[Texte fourni]
○ ○ ○ ○ ○

Pour Guillaume Boivin, les larmes ont commencé à couler dans la descente finale, quand un ancien coéquipier lui a appris la victoire d’Hugo Houle.

À 800 mètres de la ligne, à Foix, l’émotion a grimpé d’un cran quand il a entendu le nom de son ami être prononcé pour la cérémonie protocolaire.

Le cycliste d’Israel-Premier Tech avait encore des trémolos quand il a répondu du bus de l’équipe une heure et demie après la fin de la 16e étape, mardi après-midi.

« Je pense que j’ai braillé pendant une demi-heure, a lâché Boivin. C’est beau. C’est incroyable. Je pense que je vais me remettre à brailler juste en y repensant… »

Il a pu serrer Houle dans ses bras à sa descente du podium. « Je te l’avais dit, ostie ! Finalement, je l’ai eu ! », lui a lancé le vainqueur.

« Quand son frère est mort, il a dit : “Je vais gagner une étape sur le Tour de France pour lui”, a rappelé Boivin. Ça fait longtemps qu’il le dit. Je suis tellement content pour lui, c’est tellement mérité. Il est tellement fort cette année. Ce n’est une surprise pour personne, je pense. Il était proche la semaine passée [3e]. Aujourd’hui, il n’y a pas photo. »

○ ○ ○ ○ ○

[Informations fournies]
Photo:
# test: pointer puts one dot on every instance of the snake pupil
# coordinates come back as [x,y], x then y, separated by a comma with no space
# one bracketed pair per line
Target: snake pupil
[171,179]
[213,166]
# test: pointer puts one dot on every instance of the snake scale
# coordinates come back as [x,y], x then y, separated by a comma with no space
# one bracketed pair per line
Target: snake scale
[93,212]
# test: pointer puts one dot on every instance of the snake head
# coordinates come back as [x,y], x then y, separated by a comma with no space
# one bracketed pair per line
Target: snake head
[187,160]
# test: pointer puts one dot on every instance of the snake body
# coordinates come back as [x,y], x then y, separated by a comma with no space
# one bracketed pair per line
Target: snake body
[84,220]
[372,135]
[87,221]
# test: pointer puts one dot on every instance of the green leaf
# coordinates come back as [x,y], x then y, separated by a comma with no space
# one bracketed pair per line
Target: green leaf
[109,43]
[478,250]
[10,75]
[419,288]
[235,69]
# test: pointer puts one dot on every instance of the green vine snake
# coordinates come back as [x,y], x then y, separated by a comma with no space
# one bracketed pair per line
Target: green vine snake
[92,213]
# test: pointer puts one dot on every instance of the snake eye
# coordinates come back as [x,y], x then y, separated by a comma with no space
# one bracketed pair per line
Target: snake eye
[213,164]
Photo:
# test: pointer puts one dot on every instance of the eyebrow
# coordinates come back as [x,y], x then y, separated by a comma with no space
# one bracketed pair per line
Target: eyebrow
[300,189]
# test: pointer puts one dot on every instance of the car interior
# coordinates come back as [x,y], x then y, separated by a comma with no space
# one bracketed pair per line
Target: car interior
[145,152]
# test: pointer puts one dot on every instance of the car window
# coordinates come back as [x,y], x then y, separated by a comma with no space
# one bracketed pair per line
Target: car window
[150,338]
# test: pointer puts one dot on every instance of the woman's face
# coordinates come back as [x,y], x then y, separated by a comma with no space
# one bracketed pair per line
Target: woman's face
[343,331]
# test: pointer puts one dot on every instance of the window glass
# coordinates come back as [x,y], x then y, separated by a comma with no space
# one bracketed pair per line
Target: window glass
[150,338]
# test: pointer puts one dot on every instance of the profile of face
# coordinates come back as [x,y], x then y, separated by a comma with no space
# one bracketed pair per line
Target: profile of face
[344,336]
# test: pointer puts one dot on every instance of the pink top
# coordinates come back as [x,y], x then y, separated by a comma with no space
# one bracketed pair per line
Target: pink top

○ ○ ○ ○ ○

[Problème posé 1]
D'après le texte fourni, à quelle distance de la ligne Boivin a-t-il entendu le nom de son ami prononcé pour la cérémonie protocolaire ?
[Problème posé 2]
Transcrivez tout le passage du texte fourni, depuis « Pour Guillaume Boivin, les » jusqu'à « 16e étape, mardi après-midi. ».
[Problème posé 3]
Indiquez si chacune de ces affirmations concorde avec le texte fourni, par oui ou par non, en citant les mots du texte qui tranchent.
(a) Boivin a appris la victoire de Houle par un ancien coéquipier.
(b) Boivin a répondu depuis l'hôtel de l'équipe.
(c) La victoire de Houle a eu lieu lors de la 16e étape.
Les données ne servent pas ici.

[Solution du problème 1]
À 800 mètres de la ligne, à Foix.

[Solution du problème 2]
Pour Guillaume Boivin, les larmes ont commencé à couler dans la descente finale, quand un ancien coéquipier lui a appris la victoire d’Hugo Houle.

À 800 mètres de la ligne, à Foix, l’émotion a grimpé d’un cran quand il a entendu le nom de son ami être prononcé pour la cérémonie protocolaire.

Le cycliste d’Israel-Premier Tech avait encore des trémolos quand il a répondu du bus de l’équipe une heure et demie après la fin de la 16e étape, mardi après-midi.

[Solution du problème 3]
(a) Oui : « quand un ancien coéquipier lui a appris la victoire d’Hugo Houle ».
(b) Non : « il a répondu du bus de l’équipe ».
(c) Oui : « une heure et demie après la fin de la 16e étape ».